Records from a collection:
★ ★ ★ ★ ★
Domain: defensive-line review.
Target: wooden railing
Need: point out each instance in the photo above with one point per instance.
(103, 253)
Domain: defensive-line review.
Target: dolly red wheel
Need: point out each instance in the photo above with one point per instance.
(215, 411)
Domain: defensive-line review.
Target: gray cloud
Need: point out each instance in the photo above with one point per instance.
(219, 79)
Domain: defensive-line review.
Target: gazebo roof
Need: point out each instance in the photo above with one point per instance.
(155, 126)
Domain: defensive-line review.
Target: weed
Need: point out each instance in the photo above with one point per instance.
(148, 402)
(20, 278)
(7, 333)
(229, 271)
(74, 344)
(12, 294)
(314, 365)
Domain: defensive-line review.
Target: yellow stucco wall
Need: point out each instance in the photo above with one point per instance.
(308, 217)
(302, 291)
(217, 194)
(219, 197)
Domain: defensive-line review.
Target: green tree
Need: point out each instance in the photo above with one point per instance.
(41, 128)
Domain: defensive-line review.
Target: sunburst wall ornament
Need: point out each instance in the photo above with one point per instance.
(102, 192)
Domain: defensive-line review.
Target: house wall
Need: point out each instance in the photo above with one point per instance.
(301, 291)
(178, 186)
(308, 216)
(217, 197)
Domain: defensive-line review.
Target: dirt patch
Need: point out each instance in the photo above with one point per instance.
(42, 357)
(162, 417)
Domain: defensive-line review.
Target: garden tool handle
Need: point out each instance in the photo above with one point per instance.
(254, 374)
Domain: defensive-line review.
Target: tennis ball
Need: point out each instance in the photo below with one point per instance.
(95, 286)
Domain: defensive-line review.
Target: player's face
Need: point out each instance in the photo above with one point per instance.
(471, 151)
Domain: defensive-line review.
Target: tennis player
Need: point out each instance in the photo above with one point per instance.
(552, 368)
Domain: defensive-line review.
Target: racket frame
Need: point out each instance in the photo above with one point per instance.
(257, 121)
★ ★ ★ ★ ★
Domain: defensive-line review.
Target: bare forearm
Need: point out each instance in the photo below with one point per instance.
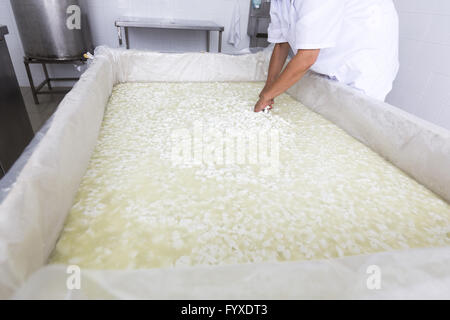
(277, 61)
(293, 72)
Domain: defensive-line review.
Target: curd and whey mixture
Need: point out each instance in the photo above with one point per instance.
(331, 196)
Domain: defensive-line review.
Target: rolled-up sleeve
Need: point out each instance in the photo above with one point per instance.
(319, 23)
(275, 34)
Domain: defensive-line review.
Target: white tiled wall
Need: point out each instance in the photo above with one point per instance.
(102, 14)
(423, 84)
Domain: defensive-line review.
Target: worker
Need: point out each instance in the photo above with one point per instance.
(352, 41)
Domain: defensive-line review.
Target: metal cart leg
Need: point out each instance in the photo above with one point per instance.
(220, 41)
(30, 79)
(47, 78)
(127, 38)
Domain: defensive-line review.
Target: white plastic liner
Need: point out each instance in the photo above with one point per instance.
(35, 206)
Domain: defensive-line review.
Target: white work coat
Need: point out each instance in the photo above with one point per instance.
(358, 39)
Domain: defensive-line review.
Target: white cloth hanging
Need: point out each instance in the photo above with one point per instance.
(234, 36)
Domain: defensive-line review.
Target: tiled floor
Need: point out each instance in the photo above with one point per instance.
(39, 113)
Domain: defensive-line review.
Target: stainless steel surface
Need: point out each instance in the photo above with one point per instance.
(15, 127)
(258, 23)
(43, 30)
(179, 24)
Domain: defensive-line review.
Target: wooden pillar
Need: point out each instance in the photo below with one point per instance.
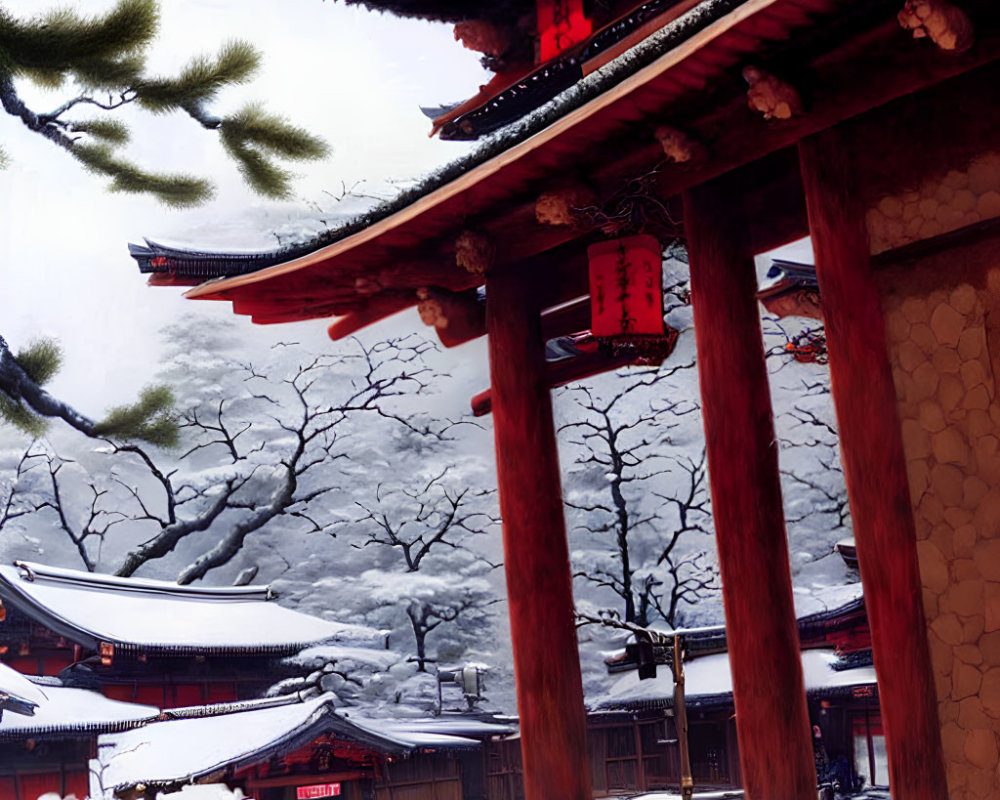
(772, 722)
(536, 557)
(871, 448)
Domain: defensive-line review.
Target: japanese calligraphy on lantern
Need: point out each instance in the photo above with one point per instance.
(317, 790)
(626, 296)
★ ★ ★ ★ ★
**PROBLEM REQUIREMENTS:**
Count the lines in the material that contain the string "player", with case distinguished. Reply with the number alone.

**ANSWER TO THE EXERCISE:**
2